Challenge:
Show every line in the entries below that contains the string "pixel", copied in full. Treat the match as case-sensitive.

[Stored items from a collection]
--- START ---
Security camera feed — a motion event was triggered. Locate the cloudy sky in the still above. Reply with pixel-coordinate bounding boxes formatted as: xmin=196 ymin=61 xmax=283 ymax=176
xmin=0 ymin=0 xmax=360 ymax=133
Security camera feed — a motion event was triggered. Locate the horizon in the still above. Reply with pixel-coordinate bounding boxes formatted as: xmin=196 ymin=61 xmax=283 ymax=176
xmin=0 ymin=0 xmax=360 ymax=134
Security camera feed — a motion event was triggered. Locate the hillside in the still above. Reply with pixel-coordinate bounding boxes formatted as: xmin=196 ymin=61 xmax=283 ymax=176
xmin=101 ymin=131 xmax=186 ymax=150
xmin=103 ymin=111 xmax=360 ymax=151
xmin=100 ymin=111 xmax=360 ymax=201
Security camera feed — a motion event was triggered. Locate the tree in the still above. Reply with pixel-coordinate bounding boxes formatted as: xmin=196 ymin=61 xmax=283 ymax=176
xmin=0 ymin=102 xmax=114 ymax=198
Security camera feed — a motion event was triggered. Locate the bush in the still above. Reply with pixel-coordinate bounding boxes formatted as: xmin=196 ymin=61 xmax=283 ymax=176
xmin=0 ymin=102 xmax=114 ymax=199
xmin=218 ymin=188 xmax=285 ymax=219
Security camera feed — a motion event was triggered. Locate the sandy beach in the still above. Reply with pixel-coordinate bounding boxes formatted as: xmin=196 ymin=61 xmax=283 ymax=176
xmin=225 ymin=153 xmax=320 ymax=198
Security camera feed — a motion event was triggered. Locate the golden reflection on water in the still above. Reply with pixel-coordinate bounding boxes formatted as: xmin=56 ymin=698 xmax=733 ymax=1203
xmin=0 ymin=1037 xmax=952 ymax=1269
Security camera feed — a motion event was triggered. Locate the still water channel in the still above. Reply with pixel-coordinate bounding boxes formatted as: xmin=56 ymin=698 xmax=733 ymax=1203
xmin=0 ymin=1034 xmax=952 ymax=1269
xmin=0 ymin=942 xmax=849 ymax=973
--- END ---
Exercise response:
Security camera feed — a motion event was triggered. Locate the cloudy sky in the still above. Reply with pixel-coordinate bounding boxes formatted as: xmin=196 ymin=61 xmax=283 ymax=176
Security camera feed — a motion event was triggered. Locate the horizon in the still above. Reply with pixel-coordinate bounding boxes formatted as: xmin=196 ymin=61 xmax=283 ymax=176
Security camera feed — a motion event was triggered. Locate the hillside in the still above. Reply with pixel-coordinate bounding boxes formatted as: xmin=196 ymin=61 xmax=283 ymax=176
Security camera feed — a motion event was triggered. Locate the tree in the still above. Reply with pixel-coordinate bounding boxes formatted as: xmin=196 ymin=61 xmax=283 ymax=176
Security camera feed — a motion event was triggered. Locate the bush in the still above. Reply with pixel-coordinate bounding boxes formatted as: xmin=196 ymin=61 xmax=283 ymax=176
Security camera feed — a motion event was triggered. Locate the sandy beach in the still above. Reply with pixel-coordinate bounding boxes formatted as: xmin=196 ymin=61 xmax=283 ymax=176
Security camera feed — a motion event was triggered. Locate the golden reflection on water in the still above. Reply with pixel-coordinate bounding boxes formatted as: xmin=56 ymin=698 xmax=733 ymax=1203
Security camera feed — a motion event was triggered. Locate the still water channel in the still above. Reply with pixel-coordinate bounding boxes formatted as: xmin=56 ymin=698 xmax=733 ymax=1203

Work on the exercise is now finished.